**Exercise:**
Convert every line of the records below into a JSON list of strings with one string per line, omitting blank lines. Leave the pictures out of the answer.

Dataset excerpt

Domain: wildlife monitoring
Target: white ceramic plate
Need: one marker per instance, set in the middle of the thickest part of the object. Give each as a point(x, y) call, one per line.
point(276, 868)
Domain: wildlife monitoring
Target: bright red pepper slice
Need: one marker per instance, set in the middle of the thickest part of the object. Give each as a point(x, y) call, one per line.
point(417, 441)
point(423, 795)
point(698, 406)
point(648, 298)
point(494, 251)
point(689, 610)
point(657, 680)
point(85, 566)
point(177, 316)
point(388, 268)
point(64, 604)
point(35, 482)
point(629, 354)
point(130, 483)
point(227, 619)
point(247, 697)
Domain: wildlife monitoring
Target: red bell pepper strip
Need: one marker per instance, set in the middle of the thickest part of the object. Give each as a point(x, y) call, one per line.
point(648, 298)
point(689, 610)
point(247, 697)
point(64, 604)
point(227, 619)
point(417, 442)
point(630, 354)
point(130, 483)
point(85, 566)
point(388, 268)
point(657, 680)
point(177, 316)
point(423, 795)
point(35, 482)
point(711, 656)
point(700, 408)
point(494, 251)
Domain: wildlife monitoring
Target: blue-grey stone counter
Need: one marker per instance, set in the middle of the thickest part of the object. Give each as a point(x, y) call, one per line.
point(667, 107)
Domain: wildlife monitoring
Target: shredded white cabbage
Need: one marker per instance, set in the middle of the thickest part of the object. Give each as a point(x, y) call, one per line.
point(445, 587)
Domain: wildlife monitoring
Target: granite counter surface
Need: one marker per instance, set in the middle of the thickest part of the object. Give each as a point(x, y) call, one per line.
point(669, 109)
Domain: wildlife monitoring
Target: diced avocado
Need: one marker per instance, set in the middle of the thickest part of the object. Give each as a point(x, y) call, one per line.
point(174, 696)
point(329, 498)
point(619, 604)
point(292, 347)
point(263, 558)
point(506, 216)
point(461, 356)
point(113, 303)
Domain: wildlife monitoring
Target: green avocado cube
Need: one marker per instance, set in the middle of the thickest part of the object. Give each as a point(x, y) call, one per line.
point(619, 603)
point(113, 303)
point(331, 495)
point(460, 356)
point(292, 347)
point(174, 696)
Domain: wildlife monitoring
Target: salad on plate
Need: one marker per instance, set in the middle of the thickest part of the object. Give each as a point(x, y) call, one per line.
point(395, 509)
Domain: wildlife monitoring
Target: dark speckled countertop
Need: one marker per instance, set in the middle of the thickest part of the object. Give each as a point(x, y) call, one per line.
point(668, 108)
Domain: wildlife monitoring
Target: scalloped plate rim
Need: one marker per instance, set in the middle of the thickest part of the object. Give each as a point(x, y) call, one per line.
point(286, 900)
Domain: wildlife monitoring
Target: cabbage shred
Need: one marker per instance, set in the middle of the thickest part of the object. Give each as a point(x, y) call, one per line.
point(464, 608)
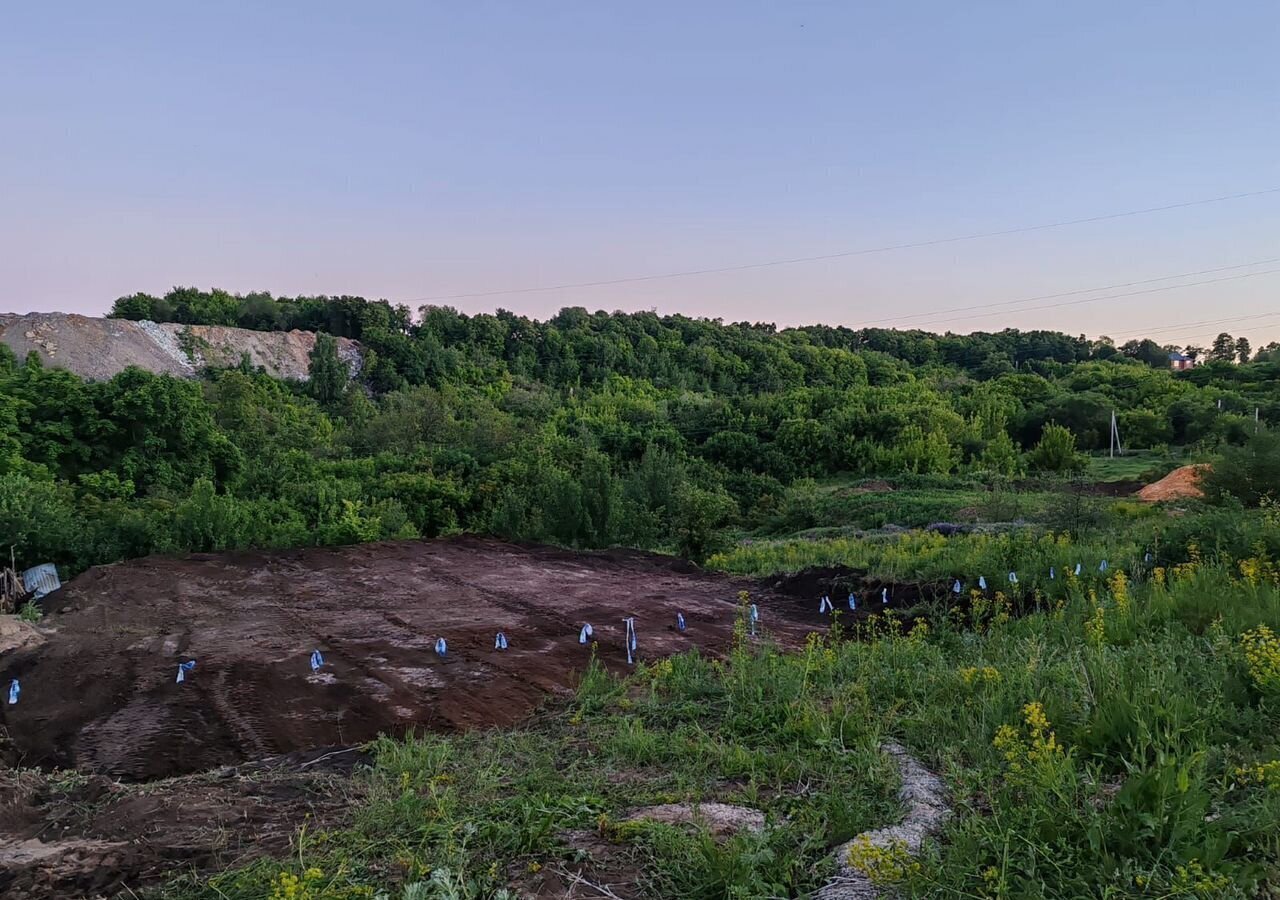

**Correct response:**
[
  "Domain: wildlife monitoring",
  "Target: white ceramic plate",
  "Need: one marker per instance, set in the middle of the thickest part of the object. Give each as a point(x, y) call, one per line.",
  "point(276, 868)",
  "Domain: wildlife monitoring",
  "Target: bright red pepper slice",
  "Need: one marker per instance, set in the middle of the thickest part of the object. Give each as a point(x, y) call, one per line.",
  "point(417, 441)",
  "point(423, 795)",
  "point(698, 406)",
  "point(648, 298)",
  "point(494, 251)",
  "point(689, 610)",
  "point(657, 680)",
  "point(85, 566)",
  "point(177, 316)",
  "point(388, 268)",
  "point(64, 604)",
  "point(35, 482)",
  "point(629, 354)",
  "point(130, 483)",
  "point(227, 619)",
  "point(247, 697)",
  "Domain: wildlife monitoring",
  "Target: red bell pepper strip",
  "Need: one marker per instance, set in the middle of the thickest part of the object. Give each as a point(x, y) call, one per line.",
  "point(648, 298)",
  "point(689, 610)",
  "point(247, 697)",
  "point(64, 604)",
  "point(227, 619)",
  "point(417, 442)",
  "point(630, 354)",
  "point(130, 483)",
  "point(85, 566)",
  "point(388, 268)",
  "point(657, 680)",
  "point(177, 316)",
  "point(423, 795)",
  "point(35, 482)",
  "point(711, 656)",
  "point(700, 408)",
  "point(494, 251)",
  "Domain: wildlife monitoring",
  "Target: blue-grey stone counter",
  "Need: one marker per instance, set in the middle of the thickest part of the object. Give each as a point(x, y) call, one per line.",
  "point(667, 107)",
  "Domain: wildlife monitoring",
  "Target: shredded white cabbage",
  "Need: one marker per instance, set in the middle of the thickest part of the object. Give each as a point(x, y) call, one per line.",
  "point(445, 587)",
  "Domain: wildlife monitoring",
  "Target: granite counter surface",
  "Need: one marker per instance, set in the middle of the thickest part of the object. Give each as a point(x, y) call, one per line.",
  "point(669, 109)",
  "Domain: wildlife monitoring",
  "Target: diced avocado",
  "Need: one marker per instance, set in the middle of the thickest part of the object. Give each as a point(x, y) call, one per line.",
  "point(174, 696)",
  "point(329, 498)",
  "point(619, 604)",
  "point(292, 347)",
  "point(263, 558)",
  "point(506, 216)",
  "point(461, 356)",
  "point(113, 303)",
  "Domain: wildlife monitoring",
  "Target: green avocado cube",
  "Need: one marker per instance, set in the middle of the thickest part of the object. Give each as a point(x, y) call, one per line.",
  "point(619, 603)",
  "point(113, 303)",
  "point(331, 495)",
  "point(460, 356)",
  "point(292, 347)",
  "point(174, 696)",
  "Domain: wildlife monitoring",
  "Target: salad on plate",
  "Need: one marker per instance, set in the middle of the thickest part of the object. Give each as a point(x, y) call, one per line.",
  "point(395, 509)",
  "Domain: wildlife monitoring",
  "Target: dark speckled countertop",
  "Need: one marker per instance, set in the middle of the thickest part of the object. Give each as a point(x, y) call, one per line.",
  "point(668, 108)",
  "Domain: wildlife monitoring",
  "Target: scalloped plate rim",
  "Need: one marker per instance, set in the middle of the thickest part of the object. Give each as a point(x, y) call, one per line.",
  "point(286, 900)",
  "Domain: wildlife monitoring",
  "Target: cabbage shred",
  "Need: one marker per instance, set in the middle of the thickest part of the object. Give each as a point(x, y) call, one per line.",
  "point(464, 608)"
]